§ **EXTRACTED MATERIAL**
>> BEGIN

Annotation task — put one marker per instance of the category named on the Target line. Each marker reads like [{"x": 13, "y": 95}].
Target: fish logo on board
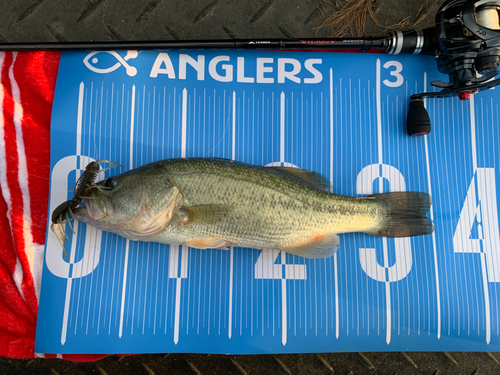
[{"x": 92, "y": 60}]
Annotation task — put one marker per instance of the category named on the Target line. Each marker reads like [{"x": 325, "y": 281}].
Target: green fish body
[{"x": 215, "y": 203}]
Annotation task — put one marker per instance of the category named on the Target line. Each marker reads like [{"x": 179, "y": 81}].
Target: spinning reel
[{"x": 466, "y": 45}]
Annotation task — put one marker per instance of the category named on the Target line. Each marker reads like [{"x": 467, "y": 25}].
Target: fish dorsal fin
[
  {"x": 312, "y": 179},
  {"x": 324, "y": 247}
]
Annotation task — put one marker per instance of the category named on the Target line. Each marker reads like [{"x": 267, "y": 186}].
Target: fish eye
[{"x": 110, "y": 182}]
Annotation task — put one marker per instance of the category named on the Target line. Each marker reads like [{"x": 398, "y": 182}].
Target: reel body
[{"x": 467, "y": 49}]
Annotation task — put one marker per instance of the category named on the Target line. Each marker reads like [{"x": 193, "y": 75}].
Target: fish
[{"x": 218, "y": 203}]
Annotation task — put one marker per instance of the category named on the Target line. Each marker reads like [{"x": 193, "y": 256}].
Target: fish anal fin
[
  {"x": 318, "y": 246},
  {"x": 312, "y": 179},
  {"x": 208, "y": 243}
]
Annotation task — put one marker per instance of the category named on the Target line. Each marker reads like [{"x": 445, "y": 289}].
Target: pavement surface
[{"x": 101, "y": 20}]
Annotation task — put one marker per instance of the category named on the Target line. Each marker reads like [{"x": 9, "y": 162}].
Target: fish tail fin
[{"x": 404, "y": 214}]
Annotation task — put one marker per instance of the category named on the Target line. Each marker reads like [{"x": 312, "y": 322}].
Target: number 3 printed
[{"x": 395, "y": 73}]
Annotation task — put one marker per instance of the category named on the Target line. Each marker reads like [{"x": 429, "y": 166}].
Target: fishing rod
[{"x": 465, "y": 43}]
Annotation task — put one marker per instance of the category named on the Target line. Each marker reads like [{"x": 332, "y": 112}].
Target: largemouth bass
[{"x": 216, "y": 203}]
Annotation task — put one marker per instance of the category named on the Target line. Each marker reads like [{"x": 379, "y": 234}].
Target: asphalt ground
[{"x": 103, "y": 20}]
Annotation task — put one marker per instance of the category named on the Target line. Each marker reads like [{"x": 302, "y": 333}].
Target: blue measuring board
[{"x": 342, "y": 115}]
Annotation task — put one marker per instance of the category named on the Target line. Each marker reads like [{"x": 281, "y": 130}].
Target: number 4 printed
[{"x": 480, "y": 211}]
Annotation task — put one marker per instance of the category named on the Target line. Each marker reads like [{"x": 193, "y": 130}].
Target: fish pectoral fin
[
  {"x": 320, "y": 246},
  {"x": 206, "y": 214},
  {"x": 208, "y": 243},
  {"x": 312, "y": 179}
]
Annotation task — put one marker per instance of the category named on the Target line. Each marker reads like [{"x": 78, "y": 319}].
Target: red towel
[{"x": 27, "y": 84}]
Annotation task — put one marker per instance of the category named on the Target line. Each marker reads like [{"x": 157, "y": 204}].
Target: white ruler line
[
  {"x": 67, "y": 299},
  {"x": 431, "y": 213},
  {"x": 381, "y": 186},
  {"x": 127, "y": 242},
  {"x": 484, "y": 271},
  {"x": 231, "y": 255},
  {"x": 184, "y": 123}
]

>> END

§ **PROBLEM DETAILS**
Print the whole listing above once more, word for word, without its pictures.

§ **ANSWER BELOW**
Annotation task — put one marker per instance of the category named on the Target line. Each marker reads like [{"x": 13, "y": 95}].
Target: fish logo on board
[{"x": 92, "y": 60}]
Annotation task — put one marker per instance of the category named on the Target line. Each marker reads like [{"x": 325, "y": 281}].
Target: green fish body
[{"x": 215, "y": 203}]
Annotation task — put one marker per instance of the category named on the Target line. Each marker reads like [{"x": 179, "y": 81}].
Target: spinning reel
[{"x": 466, "y": 45}]
Annotation task — put one marker per instance of the category named on the Target line. Each marker reads like [{"x": 467, "y": 25}].
Target: fish dorsal fin
[
  {"x": 312, "y": 179},
  {"x": 324, "y": 247}
]
Annotation task — put one marker per instance of the category named on the Target line. Each marker reads like [{"x": 267, "y": 186}].
Target: fish eye
[{"x": 110, "y": 182}]
Annotation task — put one marker per instance of the category named on the Target line. Each marker reads like [{"x": 398, "y": 182}].
Target: reel body
[{"x": 467, "y": 49}]
Annotation task — put one marker per instance of the category named on the Target line. Each marker reads like [{"x": 193, "y": 75}].
Target: fish
[{"x": 218, "y": 203}]
Annotation task — put one marker per instance of the category named on the Target line. Each marker reads like [{"x": 193, "y": 256}].
Target: fish anal fin
[
  {"x": 318, "y": 246},
  {"x": 312, "y": 179},
  {"x": 208, "y": 243}
]
Annotation task — put one marker per instance of the category named on the Target line. Each marker reads like [{"x": 445, "y": 289}].
Target: pavement surface
[{"x": 101, "y": 20}]
Annotation task — put one marker per instance of the category named on the Target line. Each marker reads like [{"x": 9, "y": 162}].
Target: fish tail fin
[{"x": 404, "y": 214}]
Annotation task — put one marker per instance of the category named on the Target line. Each marker reads like [{"x": 312, "y": 322}].
Target: number 3 printed
[{"x": 395, "y": 73}]
Annotation task — put one marker per instance of the category named on the Target line. Each marker reads like [{"x": 429, "y": 166}].
Target: fishing rod
[{"x": 465, "y": 43}]
Annotation task — put one marker per instance of the category named on the Target line. Each marker reads like [{"x": 332, "y": 112}].
Target: largemouth bass
[{"x": 216, "y": 203}]
Annotation task — put one marker per instance of the category named on the Target line. Each marker reads like [{"x": 379, "y": 234}].
Target: asphalt ground
[{"x": 103, "y": 20}]
Annotation task — put one marker per instance of the category named on the Target line. Each marker reads like [{"x": 302, "y": 333}].
Target: blue measuring board
[{"x": 342, "y": 115}]
Annotation task — put one marker per instance of the category named on the Target line. Each marker reads like [{"x": 281, "y": 130}].
Target: number 4 printed
[{"x": 480, "y": 211}]
Annotation task — put one marker per instance of the category named on the Target line. Each marker reads like [{"x": 193, "y": 130}].
Target: fish pectoral fin
[
  {"x": 320, "y": 246},
  {"x": 206, "y": 214},
  {"x": 208, "y": 243},
  {"x": 312, "y": 179}
]
Annotation task — put one marker per instance of the category named on the Target line. Each marker reads like [{"x": 78, "y": 319}].
Target: red towel
[{"x": 27, "y": 84}]
Annotation task — put one marker per instance of the category named on the Target line. Each marker reads like [{"x": 157, "y": 204}].
Target: white ruler line
[
  {"x": 67, "y": 299},
  {"x": 431, "y": 213},
  {"x": 381, "y": 186},
  {"x": 127, "y": 242},
  {"x": 484, "y": 271},
  {"x": 231, "y": 255},
  {"x": 184, "y": 123}
]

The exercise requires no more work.